--- Material to process ---

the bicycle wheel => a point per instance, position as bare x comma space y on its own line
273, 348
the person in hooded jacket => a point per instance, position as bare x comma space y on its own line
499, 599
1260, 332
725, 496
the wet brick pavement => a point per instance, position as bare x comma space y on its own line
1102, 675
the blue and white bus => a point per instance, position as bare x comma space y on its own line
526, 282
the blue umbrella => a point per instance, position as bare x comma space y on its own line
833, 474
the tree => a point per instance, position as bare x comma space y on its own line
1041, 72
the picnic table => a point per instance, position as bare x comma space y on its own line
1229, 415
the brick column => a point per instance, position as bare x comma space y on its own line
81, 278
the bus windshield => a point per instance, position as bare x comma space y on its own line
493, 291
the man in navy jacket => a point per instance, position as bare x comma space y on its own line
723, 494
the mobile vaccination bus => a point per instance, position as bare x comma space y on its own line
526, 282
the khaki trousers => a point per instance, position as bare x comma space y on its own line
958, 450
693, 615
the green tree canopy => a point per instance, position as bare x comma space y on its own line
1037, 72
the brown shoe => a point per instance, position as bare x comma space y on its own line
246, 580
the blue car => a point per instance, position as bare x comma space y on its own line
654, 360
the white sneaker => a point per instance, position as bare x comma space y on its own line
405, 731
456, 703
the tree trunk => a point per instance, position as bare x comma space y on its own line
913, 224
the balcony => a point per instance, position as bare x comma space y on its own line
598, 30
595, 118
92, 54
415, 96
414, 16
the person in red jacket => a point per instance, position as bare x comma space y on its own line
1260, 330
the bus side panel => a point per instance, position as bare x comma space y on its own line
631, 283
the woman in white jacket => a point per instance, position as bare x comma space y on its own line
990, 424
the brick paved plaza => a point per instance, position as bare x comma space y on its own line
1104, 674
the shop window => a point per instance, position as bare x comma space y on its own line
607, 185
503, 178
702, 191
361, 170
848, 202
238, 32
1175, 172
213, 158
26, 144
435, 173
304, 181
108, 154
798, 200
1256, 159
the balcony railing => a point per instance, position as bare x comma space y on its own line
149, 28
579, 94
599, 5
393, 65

---

→ **Exercise description**: Exactly the lines from the one containing "the man in navy" through the last line of the records are to be transcribed, both endpoints included.

→ **Output of the task**:
the man in navy jacket => a point per instance, position as bare x comma space y on its own line
723, 494
the mobile vaccination bus => a point per instance, position as bare x comma space y on its own line
526, 282
the khaki trousers => a point per instance, position as bare x comma space y on its own line
958, 450
693, 615
the green tree canopy => a point per instance, position as bare x comma space y on its own line
1037, 72
the brown shoe => a point per instance, position as bare x comma space y on its own line
246, 580
the blue car => a point per instance, position as bare x comma space y on its own line
654, 360
the white sneaker => a point per instance, position as bare x comma space y on its own line
405, 731
456, 703
the tree trunk => a point per instance, position as bare x comma space y on its own line
913, 224
the balcony => a point per instance, position as bare x comma space y on its own line
598, 30
595, 118
92, 54
415, 96
414, 16
the person in red jacket => a point per instance, position as bare x comma space y on its own line
1260, 330
the bus side panel => a point per instance, position as bare x comma space y on its own line
631, 283
the woman in white jacket => a point per instance, position as bare x comma space y on its own line
990, 424
the brick paved plaza => a point per instance, position as bare x comma space y on its own line
1104, 674
the shop window => a point per instance, position as bare x comma space y on its own line
607, 185
503, 178
702, 191
361, 170
848, 202
238, 32
1175, 172
213, 158
26, 144
435, 173
304, 181
108, 154
798, 200
1256, 159
the balcony railing => a point per instance, position as bare x comma space y on its own line
149, 28
579, 94
599, 5
393, 65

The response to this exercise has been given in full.